▶ _Document_
┌──

Belief System
The front pages of Salt Lake City’s major newspapers this morning, hours after Real Salt Lake became the second #8 seed in history to win MLS Cup:
Was it the greatest game ever? No. Finals rarely are. LA had the better of things early, but Real hung in there again, and Cup MVP Nick Rimando came up huge in the penalty kick shootout (more than you can say for league MVP Landon Donovan).
I don’t even have to look to know that two things are being discussed this morning among the rabble:
- That a playoff system that lets an eighth-place team that finished below .500 in the regular season be crowned “champions” is inherently flawed; and
- That penalties are no way to decide a title.
My responses to these are:
- As soon as the 5th-seeded New York Giants, 13th-best-record-in-the-majors 2006 St. Louis Cardinals and 1938 Chicago Blackhawks give back their Super Bowl, World Series and Stanley Cup titles, respectively, you can have that point. This is how we do things in America. Sorry about your luck. Now shut up.
- As soon as you come up with a workable idea, let us know. Play ’til someone drops? People nearly did last night. You don’t want your title decided on penalties, but you’d like to have it decided because someone just collapsed and made a mistake and that led to a fluky game-winning goal? Okay, then. If there was a better solution, we’d have found it by now. What it basically comes down to is that people (I’m sure it’s not just soccer people) want stuff that they can’t handle emotionally legislated away. This is the game. This is what it is. This is how it works. Los Angeles (and, last week, Chicago) each had 120 minutes to put Salt Lake away, and Supporters Shield winner Columbus had 180 minutes to do it - none of them could. The fact that the MLS champion is decided by who comes out on top in a four-week tournament in October and November rather than the 30-game season from March to October? Well, that’s just the way it is, boys and girls. The rules are the same for everybody. Now shut up.
You know what my reaction to this was? “Good for them.” Then I checked to see if Jason Kreis was going to be insufferable (he was) and then I went to bed.
Really, it’s that simple. Someone won, someone lost. Someone always wins and someone always loses. If you want a 100% guarantee of a happy ending, see a Disney movie. If you want a 100% guarantee of the ending you want, write a book.
Congrats, RSL. You earned it.

└──

▶ _Job 1_
Pull out every line of the entries below that contains the word "bush", and copy each one.

[Collection entries]
┌──

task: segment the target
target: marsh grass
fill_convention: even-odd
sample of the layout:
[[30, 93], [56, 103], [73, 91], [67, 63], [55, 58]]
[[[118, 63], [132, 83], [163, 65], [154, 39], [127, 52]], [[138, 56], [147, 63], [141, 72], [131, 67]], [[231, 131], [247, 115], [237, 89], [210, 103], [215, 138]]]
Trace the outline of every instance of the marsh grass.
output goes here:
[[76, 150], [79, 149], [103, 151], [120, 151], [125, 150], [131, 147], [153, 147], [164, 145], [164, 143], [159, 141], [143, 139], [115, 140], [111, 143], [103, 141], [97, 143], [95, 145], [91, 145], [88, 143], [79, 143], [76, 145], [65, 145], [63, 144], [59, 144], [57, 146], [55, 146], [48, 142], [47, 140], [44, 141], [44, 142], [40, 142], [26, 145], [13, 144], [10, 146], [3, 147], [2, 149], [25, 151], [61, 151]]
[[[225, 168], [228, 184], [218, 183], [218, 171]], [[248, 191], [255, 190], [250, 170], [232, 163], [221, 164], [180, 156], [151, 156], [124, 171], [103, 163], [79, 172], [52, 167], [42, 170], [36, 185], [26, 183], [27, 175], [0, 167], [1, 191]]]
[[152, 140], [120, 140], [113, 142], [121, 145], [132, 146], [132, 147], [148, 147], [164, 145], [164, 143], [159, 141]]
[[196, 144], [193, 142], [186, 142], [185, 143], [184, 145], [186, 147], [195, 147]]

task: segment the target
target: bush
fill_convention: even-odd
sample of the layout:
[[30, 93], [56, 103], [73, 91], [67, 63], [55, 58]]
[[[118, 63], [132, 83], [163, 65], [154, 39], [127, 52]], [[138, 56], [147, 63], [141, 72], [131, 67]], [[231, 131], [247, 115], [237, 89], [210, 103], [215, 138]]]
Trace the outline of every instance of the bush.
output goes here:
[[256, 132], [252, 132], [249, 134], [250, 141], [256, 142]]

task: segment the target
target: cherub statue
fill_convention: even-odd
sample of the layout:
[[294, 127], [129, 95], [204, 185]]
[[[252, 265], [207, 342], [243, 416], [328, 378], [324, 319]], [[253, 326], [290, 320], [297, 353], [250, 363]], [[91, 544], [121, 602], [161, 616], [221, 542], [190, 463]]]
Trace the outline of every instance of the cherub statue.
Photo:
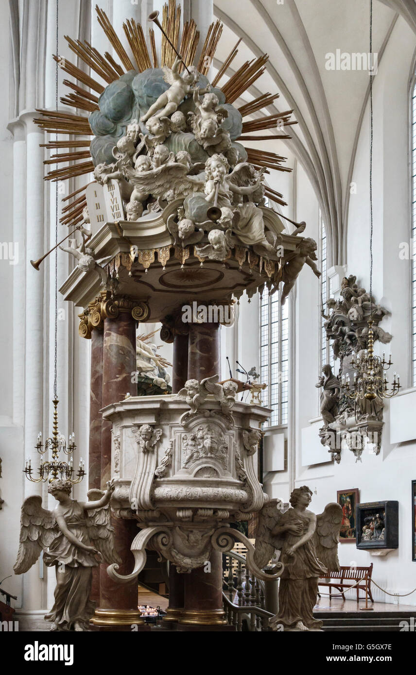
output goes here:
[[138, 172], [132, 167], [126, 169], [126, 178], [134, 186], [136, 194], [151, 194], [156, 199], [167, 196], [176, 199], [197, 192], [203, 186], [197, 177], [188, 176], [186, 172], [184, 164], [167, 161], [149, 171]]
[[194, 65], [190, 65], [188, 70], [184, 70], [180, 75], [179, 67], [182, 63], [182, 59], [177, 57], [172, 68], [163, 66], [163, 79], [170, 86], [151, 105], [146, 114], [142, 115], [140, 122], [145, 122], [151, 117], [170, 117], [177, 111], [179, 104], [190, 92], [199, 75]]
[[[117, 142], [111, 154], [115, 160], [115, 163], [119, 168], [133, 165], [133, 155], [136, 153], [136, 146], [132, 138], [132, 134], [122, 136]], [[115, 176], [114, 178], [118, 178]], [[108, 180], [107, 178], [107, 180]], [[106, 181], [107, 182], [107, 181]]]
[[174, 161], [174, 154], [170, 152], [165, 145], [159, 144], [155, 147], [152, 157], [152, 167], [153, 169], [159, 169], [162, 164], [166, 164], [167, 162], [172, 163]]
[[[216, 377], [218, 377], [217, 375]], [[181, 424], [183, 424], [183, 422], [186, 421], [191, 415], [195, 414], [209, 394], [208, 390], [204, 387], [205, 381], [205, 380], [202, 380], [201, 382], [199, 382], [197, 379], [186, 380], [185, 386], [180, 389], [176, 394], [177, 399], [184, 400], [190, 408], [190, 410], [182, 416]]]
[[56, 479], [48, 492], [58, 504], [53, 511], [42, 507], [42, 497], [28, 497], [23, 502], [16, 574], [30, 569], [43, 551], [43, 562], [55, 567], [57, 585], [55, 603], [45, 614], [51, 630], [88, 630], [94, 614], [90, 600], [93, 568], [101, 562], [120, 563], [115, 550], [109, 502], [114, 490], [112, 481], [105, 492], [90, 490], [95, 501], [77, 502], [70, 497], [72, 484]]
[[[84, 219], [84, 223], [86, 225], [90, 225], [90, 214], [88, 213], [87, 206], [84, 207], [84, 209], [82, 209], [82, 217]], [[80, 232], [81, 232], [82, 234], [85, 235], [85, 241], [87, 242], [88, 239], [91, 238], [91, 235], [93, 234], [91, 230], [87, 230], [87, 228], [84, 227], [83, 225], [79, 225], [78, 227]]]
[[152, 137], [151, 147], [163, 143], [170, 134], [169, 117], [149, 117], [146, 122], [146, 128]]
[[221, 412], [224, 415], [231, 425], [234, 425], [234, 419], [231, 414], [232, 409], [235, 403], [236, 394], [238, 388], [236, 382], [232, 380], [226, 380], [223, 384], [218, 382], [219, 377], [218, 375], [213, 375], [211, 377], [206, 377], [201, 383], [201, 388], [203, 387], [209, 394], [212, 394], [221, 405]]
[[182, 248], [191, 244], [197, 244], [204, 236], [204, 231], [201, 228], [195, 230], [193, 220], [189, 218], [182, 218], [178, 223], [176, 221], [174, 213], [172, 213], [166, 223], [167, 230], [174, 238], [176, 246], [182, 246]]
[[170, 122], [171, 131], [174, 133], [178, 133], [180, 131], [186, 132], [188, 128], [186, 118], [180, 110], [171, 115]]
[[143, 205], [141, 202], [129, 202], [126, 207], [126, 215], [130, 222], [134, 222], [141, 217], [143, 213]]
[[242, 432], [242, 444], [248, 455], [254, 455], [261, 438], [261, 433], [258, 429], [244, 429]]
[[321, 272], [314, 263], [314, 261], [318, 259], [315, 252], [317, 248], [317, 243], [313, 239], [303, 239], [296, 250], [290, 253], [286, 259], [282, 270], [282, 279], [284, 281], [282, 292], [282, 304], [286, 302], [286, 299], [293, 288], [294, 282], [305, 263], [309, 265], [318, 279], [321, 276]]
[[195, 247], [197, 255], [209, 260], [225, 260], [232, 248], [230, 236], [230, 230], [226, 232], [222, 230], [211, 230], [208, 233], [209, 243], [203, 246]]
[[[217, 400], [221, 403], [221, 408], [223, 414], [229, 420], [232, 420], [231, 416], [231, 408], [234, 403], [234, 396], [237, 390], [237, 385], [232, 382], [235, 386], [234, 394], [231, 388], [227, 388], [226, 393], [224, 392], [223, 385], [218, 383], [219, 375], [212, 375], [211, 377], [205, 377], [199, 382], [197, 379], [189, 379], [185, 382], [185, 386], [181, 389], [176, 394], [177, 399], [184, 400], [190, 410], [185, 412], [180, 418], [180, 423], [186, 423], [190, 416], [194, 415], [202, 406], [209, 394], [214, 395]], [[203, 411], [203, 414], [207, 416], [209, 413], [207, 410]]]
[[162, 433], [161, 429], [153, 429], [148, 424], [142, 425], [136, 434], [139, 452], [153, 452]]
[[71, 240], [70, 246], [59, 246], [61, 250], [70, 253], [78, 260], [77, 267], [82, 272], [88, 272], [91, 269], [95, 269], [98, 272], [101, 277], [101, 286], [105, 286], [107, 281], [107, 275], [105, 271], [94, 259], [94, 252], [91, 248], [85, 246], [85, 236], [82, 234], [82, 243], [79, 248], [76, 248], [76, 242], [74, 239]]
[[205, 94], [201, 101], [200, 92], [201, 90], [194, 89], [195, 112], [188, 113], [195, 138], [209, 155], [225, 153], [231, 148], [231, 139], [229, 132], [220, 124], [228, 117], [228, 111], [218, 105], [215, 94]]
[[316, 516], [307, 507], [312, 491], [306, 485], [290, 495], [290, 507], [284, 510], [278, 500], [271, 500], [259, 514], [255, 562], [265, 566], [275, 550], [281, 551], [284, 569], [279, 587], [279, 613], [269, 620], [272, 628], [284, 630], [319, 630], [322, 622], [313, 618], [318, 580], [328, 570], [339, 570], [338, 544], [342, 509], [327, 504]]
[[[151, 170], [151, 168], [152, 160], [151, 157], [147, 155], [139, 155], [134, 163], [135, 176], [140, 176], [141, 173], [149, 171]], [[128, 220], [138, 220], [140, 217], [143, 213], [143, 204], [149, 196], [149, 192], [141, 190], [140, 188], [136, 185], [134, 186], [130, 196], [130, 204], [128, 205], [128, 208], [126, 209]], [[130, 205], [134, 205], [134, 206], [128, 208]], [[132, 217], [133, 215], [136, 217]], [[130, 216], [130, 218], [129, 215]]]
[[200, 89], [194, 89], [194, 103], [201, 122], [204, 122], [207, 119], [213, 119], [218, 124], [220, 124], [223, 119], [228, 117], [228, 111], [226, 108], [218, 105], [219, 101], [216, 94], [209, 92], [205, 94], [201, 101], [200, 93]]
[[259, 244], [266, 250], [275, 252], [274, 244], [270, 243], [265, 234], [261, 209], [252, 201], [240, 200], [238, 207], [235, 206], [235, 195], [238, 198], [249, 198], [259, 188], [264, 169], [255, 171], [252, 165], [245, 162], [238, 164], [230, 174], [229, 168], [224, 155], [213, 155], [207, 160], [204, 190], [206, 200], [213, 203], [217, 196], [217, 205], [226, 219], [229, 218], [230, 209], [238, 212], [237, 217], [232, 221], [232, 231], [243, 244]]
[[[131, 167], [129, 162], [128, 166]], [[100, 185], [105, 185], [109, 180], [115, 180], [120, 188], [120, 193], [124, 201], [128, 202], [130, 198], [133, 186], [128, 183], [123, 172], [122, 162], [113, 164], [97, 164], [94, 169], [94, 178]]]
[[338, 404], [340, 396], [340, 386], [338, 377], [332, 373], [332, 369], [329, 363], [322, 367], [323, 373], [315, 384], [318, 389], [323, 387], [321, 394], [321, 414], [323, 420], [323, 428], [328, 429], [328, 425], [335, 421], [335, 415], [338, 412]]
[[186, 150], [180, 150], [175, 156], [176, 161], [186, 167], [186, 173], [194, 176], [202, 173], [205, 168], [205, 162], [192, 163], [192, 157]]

└──
┌──

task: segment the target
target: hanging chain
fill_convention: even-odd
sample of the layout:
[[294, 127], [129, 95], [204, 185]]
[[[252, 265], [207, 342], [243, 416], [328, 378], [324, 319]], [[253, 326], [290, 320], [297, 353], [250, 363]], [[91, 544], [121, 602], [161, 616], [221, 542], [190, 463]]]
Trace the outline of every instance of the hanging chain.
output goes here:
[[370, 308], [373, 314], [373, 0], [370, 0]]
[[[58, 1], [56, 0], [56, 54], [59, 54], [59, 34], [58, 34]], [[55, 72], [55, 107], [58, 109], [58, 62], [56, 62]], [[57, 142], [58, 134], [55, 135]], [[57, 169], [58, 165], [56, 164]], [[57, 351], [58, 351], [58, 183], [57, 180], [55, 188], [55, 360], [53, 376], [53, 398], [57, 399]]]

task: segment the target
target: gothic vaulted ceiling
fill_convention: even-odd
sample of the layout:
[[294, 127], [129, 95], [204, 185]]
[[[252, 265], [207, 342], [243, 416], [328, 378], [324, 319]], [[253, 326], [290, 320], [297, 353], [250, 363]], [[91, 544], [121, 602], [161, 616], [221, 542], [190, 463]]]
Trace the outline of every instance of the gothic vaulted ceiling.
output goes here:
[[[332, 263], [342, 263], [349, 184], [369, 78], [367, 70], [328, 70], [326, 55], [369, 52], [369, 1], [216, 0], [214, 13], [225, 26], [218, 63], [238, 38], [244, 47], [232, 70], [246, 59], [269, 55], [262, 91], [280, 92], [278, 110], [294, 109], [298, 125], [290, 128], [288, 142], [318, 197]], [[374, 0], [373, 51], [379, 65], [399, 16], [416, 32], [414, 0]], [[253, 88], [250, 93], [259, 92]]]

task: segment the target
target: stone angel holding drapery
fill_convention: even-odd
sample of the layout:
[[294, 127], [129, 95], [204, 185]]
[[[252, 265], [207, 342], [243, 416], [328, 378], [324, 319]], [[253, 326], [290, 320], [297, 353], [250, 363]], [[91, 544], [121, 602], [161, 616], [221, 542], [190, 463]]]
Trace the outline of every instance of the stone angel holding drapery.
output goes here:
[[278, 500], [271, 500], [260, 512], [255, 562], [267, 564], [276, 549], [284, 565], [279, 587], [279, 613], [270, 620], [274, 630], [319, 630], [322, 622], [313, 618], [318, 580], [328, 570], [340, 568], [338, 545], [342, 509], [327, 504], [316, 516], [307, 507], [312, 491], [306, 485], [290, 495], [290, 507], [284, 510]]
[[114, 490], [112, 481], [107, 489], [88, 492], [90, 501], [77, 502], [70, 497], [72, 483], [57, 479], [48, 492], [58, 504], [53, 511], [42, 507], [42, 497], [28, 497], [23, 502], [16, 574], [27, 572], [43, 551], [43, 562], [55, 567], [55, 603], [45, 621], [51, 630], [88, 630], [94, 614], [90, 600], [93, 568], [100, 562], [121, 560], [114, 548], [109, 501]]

└──

▶ _Job 2_
Duplicate the part of the MLS Cup post that starts at the words "I don’t even" and ends after "luck. Now shut up.".

▶ _Written reply 1_
target: bush
Trace the outline of every instance of the bush.

▶ _Written reply 2_
I don’t even have to look to know that two things are being discussed this morning among the rabble:
- That a playoff system that lets an eighth-place team that finished below .500 in the regular season be crowned “champions” is inherently flawed; and
- That penalties are no way to decide a title.
My responses to these are:
- As soon as the 5th-seeded New York Giants, 13th-best-record-in-the-majors 2006 St. Louis Cardinals and 1938 Chicago Blackhawks give back their Super Bowl, World Series and Stanley Cup titles, respectively, you can have that point. This is how we do things in America. Sorry about your luck. Now shut up.